Da questa riflessione nasce una regola di osservazione della realtà : tutte le leggi che proibiscono dei comportamenti sono la prova che questi comportamenti vengono messi in essere da più individui e per un lasso di tempo ragionevolmente lungo.
Facendo questa premessa immaginate un po’ il mio stupore quando ,durante l’esame di alcuni testi riguardanti le crociate mi sono trovato dinnanzi ad una bolla promulgata da Papa Clemente III nel 1189 nella quale egli proibiva espressamente alle donne di indossare armi maschili e di combattere. Un commento a questo documento specifica che questa regola venne praticamente ignorata.
Come come ? Donne combattenti in armi maschili ? Durante le Crociate ?
Sono andato a verificare la notizia ed ho scoperto che le fonti occidentali praticamente tralasciano l’argomento relegando come al solito la donna alle cucine, al tessere ed al ruolo di crocerossina caritatevole. Pochi accenni vengono fatti su un contingente di donne ( circa trecento ) capitanate da Eleonora d’Aquitania ( madre di Riccardo Cuor di Leone) che seppure perfettamente armate ed equipaggiate ( cotta di maglia compresa ) non avrebbero preso parte ai combattimenti. Questo perché, come affermano le cronache, il loro scopo era solo quello di curare i feriti. Anzi le stesse dovettero essere salvate quando, dopo aver volutamente posto l’accampamento a grande distanza dal campo crociato (forse per evitare “eccessive attenzioni” da parte degli stessi cavalieri ) vennero attaccate dagli arabi. Le cronache riportano che si giunse appena in tempo per salvarle anche se non si poterono evitare perdite.
A questo punto la regina e le sue amazzoni sarebbero tornate in patria con buona pace di tutti.
Questo succedeva durante la seconda crociata promossa nel 1147 sotto papa Eugenio III.
I cronisti ( maschi ) occidentali deplorano e vedono con sfavore questo tipo di partecipazione e liquidano alla svelta l’argomento.
Per fortuna ci vengono in aiuto altre fonti , spesso tralasciate , come quelle bizantine e quelle della controparte araba.
Un cronista greco scrive :“V’erano fra di loro numerose donne, che cavalcavano come gli uomini, vestite con costumi mascolini, con lance e armi, spudoratamente a cavalcioni su cavalli, come gli uomini. Una per gli ori che le ornavano le vesti, spiccava tra di loro”
In questo modo viene descritta Eleonora ed il suo seguito nel momento del suo ingresso a Bisanzio.
Alla faccia delle crocerossine !
Continuando la caccia alle fonti mi sono imbattuto in alcuni cronisti arabi ed in particolar modo quelli che hanno tramandato in modo convergente e molto dettagliato le vicende dell’assedio di Acri da parte di Riccardo Cuor di Leone durante la Terza Crociata ( 1191 ).

• Dati forniti
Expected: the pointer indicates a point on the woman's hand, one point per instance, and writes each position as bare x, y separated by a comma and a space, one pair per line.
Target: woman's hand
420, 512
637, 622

• Cose da fare
- a) Elenca tutte le persone chiamate per nome nel brano sulle crociate.
- b) Ricopia dal brano sulle crociate tutto il testo, da "I cronisti ( maschi" fino a "ingresso a Bisanzio.".
L'elenco non ha alcun ruolo in questo lavoro.

• Soluzioni degli esercizi
- a) Papa Clemente III, Eleonora d'Aquitania, Riccardo Cuor di Leone, papa Eugenio III

- b)
I cronisti ( maschi ) occidentali deplorano e vedono con sfavore questo tipo di partecipazione e liquidano alla svelta l’argomento.
Per fortuna ci vengono in aiuto altre fonti , spesso tralasciate , come quelle bizantine e quelle della controparte araba.
Un cronista greco scrive :“V’erano fra di loro numerose donne, che cavalcavano come gli uomini, vestite con costumi mascolini, con lance e armi, spudoratamente a cavalcioni su cavalli, come gli uomini. Una per gli ori che le ornavano le vesti, spiccava tra di loro”
In questo modo viene descritta Eleonora ed il suo seguito nel momento del suo ingresso a Bisanzio.